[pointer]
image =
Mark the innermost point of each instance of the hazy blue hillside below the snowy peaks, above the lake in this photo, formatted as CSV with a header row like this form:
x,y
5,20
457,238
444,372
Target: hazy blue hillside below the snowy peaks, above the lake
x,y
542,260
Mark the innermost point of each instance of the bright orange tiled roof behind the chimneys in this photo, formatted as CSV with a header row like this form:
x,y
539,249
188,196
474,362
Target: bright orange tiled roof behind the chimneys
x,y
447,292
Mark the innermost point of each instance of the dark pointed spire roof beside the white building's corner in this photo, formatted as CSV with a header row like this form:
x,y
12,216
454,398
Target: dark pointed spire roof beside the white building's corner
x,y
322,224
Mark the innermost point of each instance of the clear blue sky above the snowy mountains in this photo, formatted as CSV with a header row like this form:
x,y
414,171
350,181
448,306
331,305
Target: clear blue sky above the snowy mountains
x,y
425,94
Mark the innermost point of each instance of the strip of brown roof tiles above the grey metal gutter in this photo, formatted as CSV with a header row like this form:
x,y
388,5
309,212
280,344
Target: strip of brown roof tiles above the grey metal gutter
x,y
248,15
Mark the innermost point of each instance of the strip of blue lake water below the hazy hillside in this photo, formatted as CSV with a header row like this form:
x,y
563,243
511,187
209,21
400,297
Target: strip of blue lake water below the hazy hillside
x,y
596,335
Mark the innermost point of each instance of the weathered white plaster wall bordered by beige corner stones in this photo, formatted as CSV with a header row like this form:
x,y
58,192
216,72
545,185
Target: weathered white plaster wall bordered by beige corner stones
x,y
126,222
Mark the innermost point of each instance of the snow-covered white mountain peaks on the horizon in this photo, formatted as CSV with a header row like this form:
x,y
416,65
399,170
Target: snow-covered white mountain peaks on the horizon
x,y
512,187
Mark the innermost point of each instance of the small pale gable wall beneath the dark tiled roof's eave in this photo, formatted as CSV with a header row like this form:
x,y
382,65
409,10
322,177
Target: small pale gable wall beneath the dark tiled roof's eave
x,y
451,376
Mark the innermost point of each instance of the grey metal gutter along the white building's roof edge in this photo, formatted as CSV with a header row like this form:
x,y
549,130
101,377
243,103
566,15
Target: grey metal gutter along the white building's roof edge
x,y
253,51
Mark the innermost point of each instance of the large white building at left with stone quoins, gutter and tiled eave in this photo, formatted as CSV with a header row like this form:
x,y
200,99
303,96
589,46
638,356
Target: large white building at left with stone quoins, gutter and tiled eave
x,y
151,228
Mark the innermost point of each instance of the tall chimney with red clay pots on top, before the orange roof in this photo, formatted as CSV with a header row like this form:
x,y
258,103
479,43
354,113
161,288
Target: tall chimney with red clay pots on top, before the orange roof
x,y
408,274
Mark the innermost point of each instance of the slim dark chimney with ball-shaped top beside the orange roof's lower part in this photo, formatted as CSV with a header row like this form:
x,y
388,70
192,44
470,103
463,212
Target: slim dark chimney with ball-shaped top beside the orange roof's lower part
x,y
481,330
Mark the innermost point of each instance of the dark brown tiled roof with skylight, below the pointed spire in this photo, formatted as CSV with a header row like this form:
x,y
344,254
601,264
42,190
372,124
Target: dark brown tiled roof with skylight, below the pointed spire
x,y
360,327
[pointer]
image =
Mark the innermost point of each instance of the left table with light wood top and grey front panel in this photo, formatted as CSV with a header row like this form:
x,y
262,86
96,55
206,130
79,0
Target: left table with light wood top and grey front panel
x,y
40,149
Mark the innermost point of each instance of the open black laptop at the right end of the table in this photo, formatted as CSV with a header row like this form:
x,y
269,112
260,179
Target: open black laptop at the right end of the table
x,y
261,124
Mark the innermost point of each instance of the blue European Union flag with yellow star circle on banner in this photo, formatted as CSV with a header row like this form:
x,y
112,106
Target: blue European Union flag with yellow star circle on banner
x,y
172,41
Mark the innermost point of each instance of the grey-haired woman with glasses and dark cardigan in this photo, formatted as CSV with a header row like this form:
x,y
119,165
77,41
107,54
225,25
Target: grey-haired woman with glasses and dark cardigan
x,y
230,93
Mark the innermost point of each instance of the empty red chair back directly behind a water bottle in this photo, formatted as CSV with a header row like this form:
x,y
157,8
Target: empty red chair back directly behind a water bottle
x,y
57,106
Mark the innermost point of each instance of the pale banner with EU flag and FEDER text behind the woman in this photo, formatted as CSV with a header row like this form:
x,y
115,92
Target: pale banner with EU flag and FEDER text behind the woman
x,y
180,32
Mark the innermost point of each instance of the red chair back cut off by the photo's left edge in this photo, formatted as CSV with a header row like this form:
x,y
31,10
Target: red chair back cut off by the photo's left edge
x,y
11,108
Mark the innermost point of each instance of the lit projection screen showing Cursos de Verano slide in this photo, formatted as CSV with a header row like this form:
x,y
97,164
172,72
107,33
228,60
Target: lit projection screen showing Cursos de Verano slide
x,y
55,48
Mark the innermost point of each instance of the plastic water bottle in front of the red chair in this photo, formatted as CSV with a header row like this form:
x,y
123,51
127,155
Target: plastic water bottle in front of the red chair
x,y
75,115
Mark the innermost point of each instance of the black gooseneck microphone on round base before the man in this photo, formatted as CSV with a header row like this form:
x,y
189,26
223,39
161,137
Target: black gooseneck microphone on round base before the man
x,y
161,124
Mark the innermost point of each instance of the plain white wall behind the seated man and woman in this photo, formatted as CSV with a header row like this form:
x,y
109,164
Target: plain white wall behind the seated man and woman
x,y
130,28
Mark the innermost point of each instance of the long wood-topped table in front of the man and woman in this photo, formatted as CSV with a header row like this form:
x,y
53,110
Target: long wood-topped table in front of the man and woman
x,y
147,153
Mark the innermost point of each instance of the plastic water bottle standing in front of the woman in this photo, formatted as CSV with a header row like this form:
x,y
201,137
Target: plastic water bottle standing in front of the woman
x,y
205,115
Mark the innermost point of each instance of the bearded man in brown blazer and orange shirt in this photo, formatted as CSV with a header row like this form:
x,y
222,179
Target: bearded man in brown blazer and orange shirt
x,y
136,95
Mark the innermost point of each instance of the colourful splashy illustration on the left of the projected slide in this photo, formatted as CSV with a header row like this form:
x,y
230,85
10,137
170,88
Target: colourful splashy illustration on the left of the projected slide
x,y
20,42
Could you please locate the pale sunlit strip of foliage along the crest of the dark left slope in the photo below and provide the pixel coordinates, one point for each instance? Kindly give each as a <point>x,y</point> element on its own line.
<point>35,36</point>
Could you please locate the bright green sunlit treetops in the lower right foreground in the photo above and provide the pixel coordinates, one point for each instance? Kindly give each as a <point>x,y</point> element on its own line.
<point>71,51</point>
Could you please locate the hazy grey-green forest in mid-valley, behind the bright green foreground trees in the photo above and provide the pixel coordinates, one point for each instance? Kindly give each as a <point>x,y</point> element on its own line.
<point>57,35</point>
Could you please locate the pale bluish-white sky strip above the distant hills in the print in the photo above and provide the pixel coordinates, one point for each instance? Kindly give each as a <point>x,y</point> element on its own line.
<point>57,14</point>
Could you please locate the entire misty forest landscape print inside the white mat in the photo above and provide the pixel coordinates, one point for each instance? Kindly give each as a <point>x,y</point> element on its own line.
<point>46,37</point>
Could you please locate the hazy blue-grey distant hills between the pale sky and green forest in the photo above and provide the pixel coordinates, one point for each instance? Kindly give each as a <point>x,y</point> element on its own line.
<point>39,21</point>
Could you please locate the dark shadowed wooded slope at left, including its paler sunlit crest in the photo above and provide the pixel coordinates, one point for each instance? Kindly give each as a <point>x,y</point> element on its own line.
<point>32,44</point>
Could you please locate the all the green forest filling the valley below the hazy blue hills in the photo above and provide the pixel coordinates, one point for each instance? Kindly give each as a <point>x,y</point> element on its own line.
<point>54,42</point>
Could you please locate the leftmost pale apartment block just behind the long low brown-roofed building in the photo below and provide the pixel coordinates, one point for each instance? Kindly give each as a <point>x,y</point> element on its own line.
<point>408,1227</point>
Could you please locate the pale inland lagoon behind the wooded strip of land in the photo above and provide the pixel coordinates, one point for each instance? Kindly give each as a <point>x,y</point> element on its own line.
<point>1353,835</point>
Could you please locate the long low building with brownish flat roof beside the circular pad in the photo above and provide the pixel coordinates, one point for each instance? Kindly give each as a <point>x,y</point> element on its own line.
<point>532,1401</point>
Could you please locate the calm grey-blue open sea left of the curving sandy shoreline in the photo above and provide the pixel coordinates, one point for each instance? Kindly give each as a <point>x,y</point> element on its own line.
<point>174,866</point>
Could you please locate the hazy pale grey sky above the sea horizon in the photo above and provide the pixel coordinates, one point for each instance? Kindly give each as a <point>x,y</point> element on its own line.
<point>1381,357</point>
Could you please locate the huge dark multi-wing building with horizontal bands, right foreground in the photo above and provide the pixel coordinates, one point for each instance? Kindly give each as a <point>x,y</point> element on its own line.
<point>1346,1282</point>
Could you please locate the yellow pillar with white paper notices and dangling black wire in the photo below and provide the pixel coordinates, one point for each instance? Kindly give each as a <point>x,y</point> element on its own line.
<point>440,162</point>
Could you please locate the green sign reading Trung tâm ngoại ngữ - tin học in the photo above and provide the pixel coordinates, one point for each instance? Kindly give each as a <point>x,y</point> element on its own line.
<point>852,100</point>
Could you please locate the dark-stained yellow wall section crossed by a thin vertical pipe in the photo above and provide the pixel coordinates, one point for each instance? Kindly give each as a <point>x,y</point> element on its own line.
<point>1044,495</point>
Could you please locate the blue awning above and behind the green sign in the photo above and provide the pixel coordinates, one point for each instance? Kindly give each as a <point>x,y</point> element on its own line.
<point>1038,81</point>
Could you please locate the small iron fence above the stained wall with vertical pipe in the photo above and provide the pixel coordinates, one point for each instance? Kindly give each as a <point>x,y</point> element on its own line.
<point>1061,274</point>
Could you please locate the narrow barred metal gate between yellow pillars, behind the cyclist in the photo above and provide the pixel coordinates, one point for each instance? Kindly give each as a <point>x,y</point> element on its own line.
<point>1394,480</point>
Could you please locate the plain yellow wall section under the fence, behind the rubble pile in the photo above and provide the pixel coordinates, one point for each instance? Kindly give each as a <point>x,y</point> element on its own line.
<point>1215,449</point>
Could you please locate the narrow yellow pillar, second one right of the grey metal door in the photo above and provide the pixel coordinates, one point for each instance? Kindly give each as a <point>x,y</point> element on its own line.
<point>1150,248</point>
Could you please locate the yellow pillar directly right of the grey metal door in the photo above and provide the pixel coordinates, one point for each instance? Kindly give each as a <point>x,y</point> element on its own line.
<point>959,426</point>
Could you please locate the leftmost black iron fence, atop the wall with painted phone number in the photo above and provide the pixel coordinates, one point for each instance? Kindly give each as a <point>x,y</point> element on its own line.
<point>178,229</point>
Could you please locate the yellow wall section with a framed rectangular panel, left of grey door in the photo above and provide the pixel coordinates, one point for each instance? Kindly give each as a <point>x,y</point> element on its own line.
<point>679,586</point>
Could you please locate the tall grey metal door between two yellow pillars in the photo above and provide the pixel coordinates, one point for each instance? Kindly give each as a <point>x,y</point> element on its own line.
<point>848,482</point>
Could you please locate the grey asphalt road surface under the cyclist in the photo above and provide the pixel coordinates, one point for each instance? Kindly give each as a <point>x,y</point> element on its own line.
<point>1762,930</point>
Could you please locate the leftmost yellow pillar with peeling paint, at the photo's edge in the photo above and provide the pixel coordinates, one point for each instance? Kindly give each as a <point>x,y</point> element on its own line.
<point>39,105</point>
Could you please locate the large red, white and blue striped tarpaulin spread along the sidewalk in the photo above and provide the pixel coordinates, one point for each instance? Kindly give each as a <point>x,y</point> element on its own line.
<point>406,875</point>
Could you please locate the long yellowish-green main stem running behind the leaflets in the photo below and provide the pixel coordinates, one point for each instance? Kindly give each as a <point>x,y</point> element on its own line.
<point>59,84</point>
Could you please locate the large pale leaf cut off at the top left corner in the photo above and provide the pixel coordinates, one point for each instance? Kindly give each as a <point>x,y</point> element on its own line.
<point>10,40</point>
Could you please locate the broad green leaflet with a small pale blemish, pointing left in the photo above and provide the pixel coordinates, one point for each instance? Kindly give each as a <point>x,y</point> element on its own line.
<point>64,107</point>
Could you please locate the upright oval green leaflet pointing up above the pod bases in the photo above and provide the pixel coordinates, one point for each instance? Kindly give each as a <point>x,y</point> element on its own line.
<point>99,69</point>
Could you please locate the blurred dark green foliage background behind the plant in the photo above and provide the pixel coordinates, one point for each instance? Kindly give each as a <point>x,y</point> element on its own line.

#####

▸ **What you should do**: Go back to the listing above. Copy word for word the lines from the one with "Target: clear blue" through the one with "Mark the innermost point of each instance of the snow-covered", and nothing more.

▸ **Finished task**:
Target: clear blue sky above the snowy mountains
x,y
425,94
Mark the innermost point of each instance of the strip of brown roof tiles above the grey metal gutter in this photo, formatted as CSV with a header row like this form:
x,y
388,5
309,212
280,344
Target: strip of brown roof tiles above the grey metal gutter
x,y
248,15
Mark the innermost point of each instance of the strip of blue lake water below the hazy hillside in this photo, formatted as CSV with a header row like this form:
x,y
563,243
511,187
209,21
400,297
Target: strip of blue lake water below the hazy hillside
x,y
596,335
Mark the innermost point of each instance of the weathered white plaster wall bordered by beige corner stones in this photo, formatted as CSV with a header row like this form:
x,y
58,192
216,72
545,185
Target: weathered white plaster wall bordered by beige corner stones
x,y
126,222
Mark the innermost point of each instance of the snow-covered white mountain peaks on the horizon in this photo, formatted as CSV with a header row like this form:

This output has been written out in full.